» RECORD EXTRACTS
_ _ _ _

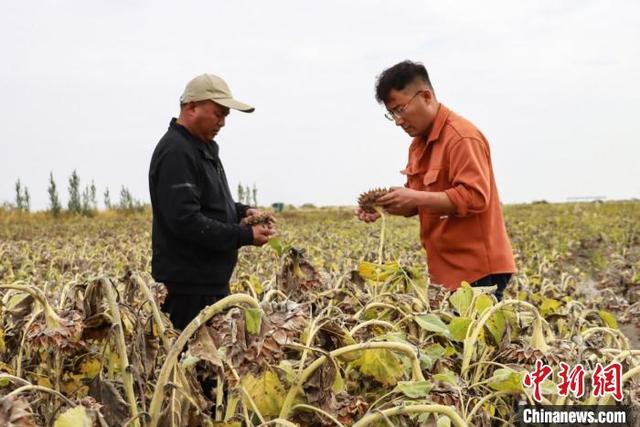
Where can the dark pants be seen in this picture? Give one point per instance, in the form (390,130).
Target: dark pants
(182,309)
(501,280)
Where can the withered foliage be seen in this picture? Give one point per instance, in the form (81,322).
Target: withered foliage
(334,286)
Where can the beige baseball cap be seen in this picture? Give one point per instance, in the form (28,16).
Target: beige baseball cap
(209,86)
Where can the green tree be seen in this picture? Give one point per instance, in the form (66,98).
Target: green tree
(54,201)
(93,197)
(19,197)
(107,199)
(26,200)
(240,193)
(74,204)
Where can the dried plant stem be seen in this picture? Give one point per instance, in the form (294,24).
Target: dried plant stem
(31,387)
(617,335)
(319,411)
(382,229)
(278,422)
(121,346)
(470,341)
(372,322)
(412,409)
(155,311)
(403,348)
(172,356)
(22,342)
(481,402)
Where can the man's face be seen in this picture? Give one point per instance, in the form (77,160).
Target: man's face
(207,119)
(413,109)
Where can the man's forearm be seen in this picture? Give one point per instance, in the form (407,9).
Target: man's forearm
(437,202)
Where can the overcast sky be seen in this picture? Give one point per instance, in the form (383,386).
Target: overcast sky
(92,85)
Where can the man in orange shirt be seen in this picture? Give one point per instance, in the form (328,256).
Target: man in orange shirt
(450,185)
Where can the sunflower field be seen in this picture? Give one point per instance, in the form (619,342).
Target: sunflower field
(333,323)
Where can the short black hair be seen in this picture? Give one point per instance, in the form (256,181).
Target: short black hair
(398,77)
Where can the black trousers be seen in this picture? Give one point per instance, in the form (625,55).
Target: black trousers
(182,309)
(501,280)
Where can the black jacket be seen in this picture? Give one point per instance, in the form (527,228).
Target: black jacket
(196,232)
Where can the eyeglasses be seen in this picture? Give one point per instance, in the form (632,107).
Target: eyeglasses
(399,111)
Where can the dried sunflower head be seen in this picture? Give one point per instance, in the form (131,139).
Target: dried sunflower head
(16,412)
(57,332)
(262,219)
(367,201)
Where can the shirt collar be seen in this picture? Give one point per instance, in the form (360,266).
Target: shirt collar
(438,123)
(210,148)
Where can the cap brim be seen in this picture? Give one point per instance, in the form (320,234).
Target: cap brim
(233,104)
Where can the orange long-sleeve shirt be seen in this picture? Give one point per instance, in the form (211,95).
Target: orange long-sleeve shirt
(472,242)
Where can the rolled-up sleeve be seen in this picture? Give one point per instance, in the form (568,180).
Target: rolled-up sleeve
(470,175)
(178,196)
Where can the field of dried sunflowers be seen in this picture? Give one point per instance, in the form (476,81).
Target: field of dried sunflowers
(335,323)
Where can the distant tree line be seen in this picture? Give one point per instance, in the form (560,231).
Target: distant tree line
(81,201)
(248,196)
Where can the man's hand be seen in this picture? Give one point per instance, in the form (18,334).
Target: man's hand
(401,201)
(261,234)
(365,216)
(253,212)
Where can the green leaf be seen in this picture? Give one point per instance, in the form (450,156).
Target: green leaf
(381,364)
(74,417)
(458,327)
(253,320)
(338,385)
(505,379)
(255,282)
(378,272)
(266,391)
(429,356)
(447,377)
(432,323)
(461,299)
(497,325)
(414,389)
(278,245)
(483,302)
(549,306)
(608,319)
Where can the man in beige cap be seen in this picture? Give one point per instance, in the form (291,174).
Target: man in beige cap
(196,223)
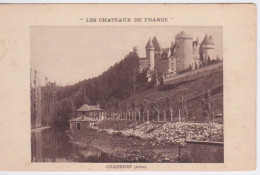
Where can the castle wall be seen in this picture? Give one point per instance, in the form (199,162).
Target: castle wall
(184,53)
(150,57)
(172,63)
(157,58)
(164,66)
(143,64)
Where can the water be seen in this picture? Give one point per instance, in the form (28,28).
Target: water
(53,145)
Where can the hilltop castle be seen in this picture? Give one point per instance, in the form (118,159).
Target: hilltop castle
(184,53)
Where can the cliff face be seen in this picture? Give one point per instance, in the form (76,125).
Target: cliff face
(192,92)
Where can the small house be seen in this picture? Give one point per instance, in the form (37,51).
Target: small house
(86,116)
(80,123)
(93,112)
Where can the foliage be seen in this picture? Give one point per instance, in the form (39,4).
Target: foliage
(108,89)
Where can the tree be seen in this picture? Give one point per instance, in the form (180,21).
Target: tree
(208,104)
(196,65)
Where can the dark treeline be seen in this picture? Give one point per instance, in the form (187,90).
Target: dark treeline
(108,89)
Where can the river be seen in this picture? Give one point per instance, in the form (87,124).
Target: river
(53,145)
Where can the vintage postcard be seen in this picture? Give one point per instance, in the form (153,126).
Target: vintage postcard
(128,87)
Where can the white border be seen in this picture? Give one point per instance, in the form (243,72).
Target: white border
(257,3)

_ _ _ _

» TASK BRIEF
Would you set down the listing exactly, omitting pictures?

» ANSWER BELOW
Where can the dark pants be seen in this picture? Give one point per instance, in the form (390,130).
Target: dark pants
(182,309)
(501,280)
Where can the withered foliage be seen in this picture? Give one point per instance, in the form (81,322).
Target: withered foliage
(334,286)
Where can the beige baseball cap be seen in this picture? Give one point per instance, in the form (28,16).
Target: beige baseball cap
(209,86)
Where can the green tree be seen in this picture? Give one point per instance, in the form (66,98).
Target: green tree
(54,201)
(93,197)
(19,197)
(107,199)
(26,200)
(240,193)
(74,204)
Where can the dried plant stem be seen in this picture? Give one point per instance, in the form (294,24).
Target: dried plant stem
(31,387)
(617,335)
(319,411)
(382,229)
(278,422)
(121,346)
(470,341)
(372,322)
(412,409)
(155,311)
(403,348)
(172,356)
(22,342)
(481,402)
Where can the man's face be seen in this picture? Give one point per instance, in the form (77,160).
Target: man's face
(207,119)
(413,109)
Where can the man's forearm be seen in this picture? Give one point per instance, in the form (407,9).
Target: man's forearm
(437,202)
Where can the overcast sky be seen in this picture? Give one point per instance, in the form (383,386).
Target: overcast sky
(92,85)
Where can the man in orange shirt be seen in this picture? Give one point per instance, in the form (328,256).
Target: man in orange shirt
(450,185)
Where can the sunflower field be seen in this picture? Give one point per instance, in the form (619,342).
Target: sunflower field
(333,323)
Where can the short black hair be seen in this picture? Give one point per instance, in the form (256,181).
Target: short black hair
(398,77)
Where can the black trousers be seen in this picture? Give one point per instance, in the form (625,55).
Target: black trousers
(182,309)
(501,280)
Where can the black jacket be seen in this picture? Give one point per instance, in the form (527,228).
Target: black jacket
(196,232)
Where can the eyeglasses be seen in this picture? Give one point per instance, in the form (632,107).
Target: eyeglasses
(399,111)
Where can the dried sunflower head be seen in this picture? Give one point per instance, in the form (131,139).
Target: dried sunflower head
(16,412)
(57,332)
(262,219)
(367,201)
Where can the shirt collar be seen in this picture? Give one point per instance, in the form (360,266).
Target: shirt collar
(438,123)
(210,148)
Where can the cap brim be seen in this picture? Give one point per instance, in the form (320,234).
Target: cap brim
(233,104)
Where can the orange long-sleeve shirt be seen in this picture? Give one point per instance, in the form (211,95).
Target: orange long-sleeve shirt
(472,242)
Where can the rolled-up sleeve be seen in this picture? Give one point per instance, in the form (568,180).
Target: rolled-up sleeve
(470,175)
(178,196)
Where can the field of dried sunflowers be seen in this picture? Give one point per instance, in the form (476,81).
Target: field of dried sunflowers
(335,323)
Where can the distant tree line be seen in this picture? Give one point per instance, in the form (560,231).
Target: distant tree line
(81,201)
(248,196)
Where can the man's hand be seen in this picture? Give one point per instance, in the form (18,334).
Target: man's hand
(401,201)
(261,234)
(365,216)
(253,212)
Where can the green leaf be seen in this picture? Give one point per instance, in the form (450,156).
Target: green leaf
(381,364)
(74,417)
(458,327)
(253,320)
(338,385)
(505,379)
(255,282)
(378,272)
(266,391)
(429,356)
(447,377)
(432,323)
(461,299)
(497,325)
(414,389)
(278,245)
(483,302)
(549,306)
(608,319)
Where can the man in beige cap be seen in this picture? Give one point per instance, in the form (291,174).
Target: man in beige cap
(196,223)
Where can the castle wall be seen in this picture? Give one point per instance, in the form (199,162).
Target: castle wall
(184,53)
(150,57)
(172,63)
(157,58)
(164,66)
(143,64)
Where can the water be seen in this picture? Give one point per instance, in the form (28,28).
Target: water
(53,145)
Where can the hilltop castle be seen in this picture? Give one point per instance, in the form (118,159).
Target: hilltop castle
(184,53)
Where can the cliff face be seen in this picture? Give one point per instance, in the form (76,125).
Target: cliff face
(192,92)
Where can the small house be seen in this picture? Give one point per instance, in the form (37,51).
Target: small house
(86,116)
(80,123)
(93,112)
Where can the foliage be seen in this picture? Give one point per instance, in the form (39,4).
Target: foliage
(108,89)
Where can the tree be seen in this picture? Give one point per instance, in the form (180,21).
Target: tree
(208,104)
(196,65)
Where can the dark treeline be seen in this picture? Give one point per instance, in the form (187,90).
Target: dark treeline
(108,89)
Where can the river be seen in this picture? Give one point per instance, in the form (87,124).
Target: river
(53,145)
Where can the vintage postcard be seen in this picture? Give one point per instance, in the form (153,126).
Target: vintage postcard
(128,87)
Where can the white border be seen in this picture? Give one point per instance, in the form (243,72).
Target: white border
(257,3)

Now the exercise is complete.